### Instructions to follow
Every record, from first to last, should be written out again exactly.

### Excerpted data
[Start of Attachment]
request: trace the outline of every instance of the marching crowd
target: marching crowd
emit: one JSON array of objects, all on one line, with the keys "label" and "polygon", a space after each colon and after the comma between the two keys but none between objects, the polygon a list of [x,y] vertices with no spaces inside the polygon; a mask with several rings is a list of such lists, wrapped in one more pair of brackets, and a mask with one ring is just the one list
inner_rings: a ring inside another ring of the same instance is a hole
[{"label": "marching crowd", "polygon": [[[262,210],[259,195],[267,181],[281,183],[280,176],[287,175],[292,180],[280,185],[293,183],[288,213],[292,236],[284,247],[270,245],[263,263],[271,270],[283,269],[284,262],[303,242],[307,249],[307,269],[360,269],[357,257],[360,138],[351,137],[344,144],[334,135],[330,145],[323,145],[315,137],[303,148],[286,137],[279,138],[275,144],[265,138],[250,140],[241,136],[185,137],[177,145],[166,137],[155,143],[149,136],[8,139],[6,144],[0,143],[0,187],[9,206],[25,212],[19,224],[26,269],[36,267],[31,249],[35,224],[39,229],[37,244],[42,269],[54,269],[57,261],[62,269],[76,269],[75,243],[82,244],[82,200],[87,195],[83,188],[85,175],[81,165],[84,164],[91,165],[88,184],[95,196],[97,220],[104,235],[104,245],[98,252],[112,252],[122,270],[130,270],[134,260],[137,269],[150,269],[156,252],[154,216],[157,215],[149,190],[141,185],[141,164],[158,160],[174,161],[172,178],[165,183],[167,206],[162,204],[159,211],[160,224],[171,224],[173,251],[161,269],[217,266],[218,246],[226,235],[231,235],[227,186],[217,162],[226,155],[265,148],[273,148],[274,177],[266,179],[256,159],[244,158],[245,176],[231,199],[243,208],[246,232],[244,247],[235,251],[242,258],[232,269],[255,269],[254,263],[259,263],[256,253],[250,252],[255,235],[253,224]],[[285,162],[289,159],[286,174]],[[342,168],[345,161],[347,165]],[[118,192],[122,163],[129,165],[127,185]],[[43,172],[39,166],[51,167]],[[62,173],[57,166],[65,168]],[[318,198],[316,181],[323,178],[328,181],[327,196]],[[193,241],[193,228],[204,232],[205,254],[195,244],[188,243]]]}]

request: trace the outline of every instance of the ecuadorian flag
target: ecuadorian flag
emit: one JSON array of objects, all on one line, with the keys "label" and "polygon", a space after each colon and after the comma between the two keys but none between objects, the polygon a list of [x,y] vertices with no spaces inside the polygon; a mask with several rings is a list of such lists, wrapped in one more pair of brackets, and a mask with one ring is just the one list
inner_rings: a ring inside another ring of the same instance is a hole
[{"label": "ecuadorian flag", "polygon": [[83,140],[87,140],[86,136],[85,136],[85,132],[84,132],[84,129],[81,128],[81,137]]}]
[End of Attachment]
### Answer
request: trace the outline of every instance of the marching crowd
target: marching crowd
emit: one JSON array of objects, all on one line, with the keys "label" and "polygon", a space after each colon and after the comma between the two keys but none between objects, the polygon a list of [x,y] vertices with no spaces inside the polygon; a mask with several rings is a list of such lists, wrapped in one more pair of brackets, and a mask with one ring is just the one list
inner_rings: a ring inside another ring of the same instance is a hole
[{"label": "marching crowd", "polygon": [[[262,210],[259,195],[267,181],[281,183],[280,176],[287,175],[292,180],[280,185],[293,183],[288,213],[292,236],[284,247],[270,245],[263,263],[271,270],[283,269],[284,262],[303,242],[307,249],[307,269],[360,269],[357,257],[360,138],[351,137],[344,144],[334,135],[330,145],[323,145],[315,137],[303,148],[286,137],[279,138],[275,144],[265,138],[250,140],[241,136],[185,137],[177,145],[166,137],[155,143],[149,136],[8,139],[6,144],[0,143],[0,187],[9,206],[25,212],[19,224],[26,269],[36,267],[31,249],[35,224],[39,229],[37,244],[42,269],[54,269],[57,261],[62,269],[76,269],[75,243],[82,244],[82,200],[87,195],[83,188],[85,175],[81,165],[84,164],[91,165],[88,184],[95,196],[97,220],[104,235],[104,245],[98,252],[112,252],[122,270],[130,270],[134,260],[137,269],[150,269],[156,252],[154,216],[157,215],[149,190],[141,185],[141,164],[158,160],[174,161],[172,178],[165,183],[167,206],[162,204],[159,211],[160,224],[171,224],[173,251],[161,269],[217,266],[218,246],[226,235],[231,235],[227,186],[217,162],[226,155],[265,148],[273,148],[274,177],[266,179],[256,159],[244,158],[245,176],[231,199],[243,208],[246,232],[244,247],[235,251],[242,258],[232,269],[255,269],[254,263],[259,263],[256,253],[250,252],[255,235],[253,224]],[[285,162],[289,159],[286,174]],[[342,168],[345,161],[347,165]],[[118,192],[122,163],[129,165],[127,185]],[[43,172],[39,166],[51,167]],[[62,173],[57,166],[65,168]],[[318,198],[316,181],[323,178],[328,181],[327,196]],[[193,241],[193,228],[204,232],[205,254],[195,244],[188,243]]]}]

request: trace the outline of every instance of the ecuadorian flag
target: ecuadorian flag
emit: one JSON array of objects, all on one line, with the keys "label" and "polygon", a space after each colon and after the comma between the two keys but none between objects, the polygon a list of [x,y] vertices with no spaces inside the polygon; a mask with several rings is a list of such lists, wrapped in one more pair of brackets, and a mask with one ring is just the one list
inner_rings: a ring inside another ring of the same instance is a hole
[{"label": "ecuadorian flag", "polygon": [[83,140],[87,140],[86,136],[85,136],[85,132],[84,132],[84,129],[81,128],[81,137]]}]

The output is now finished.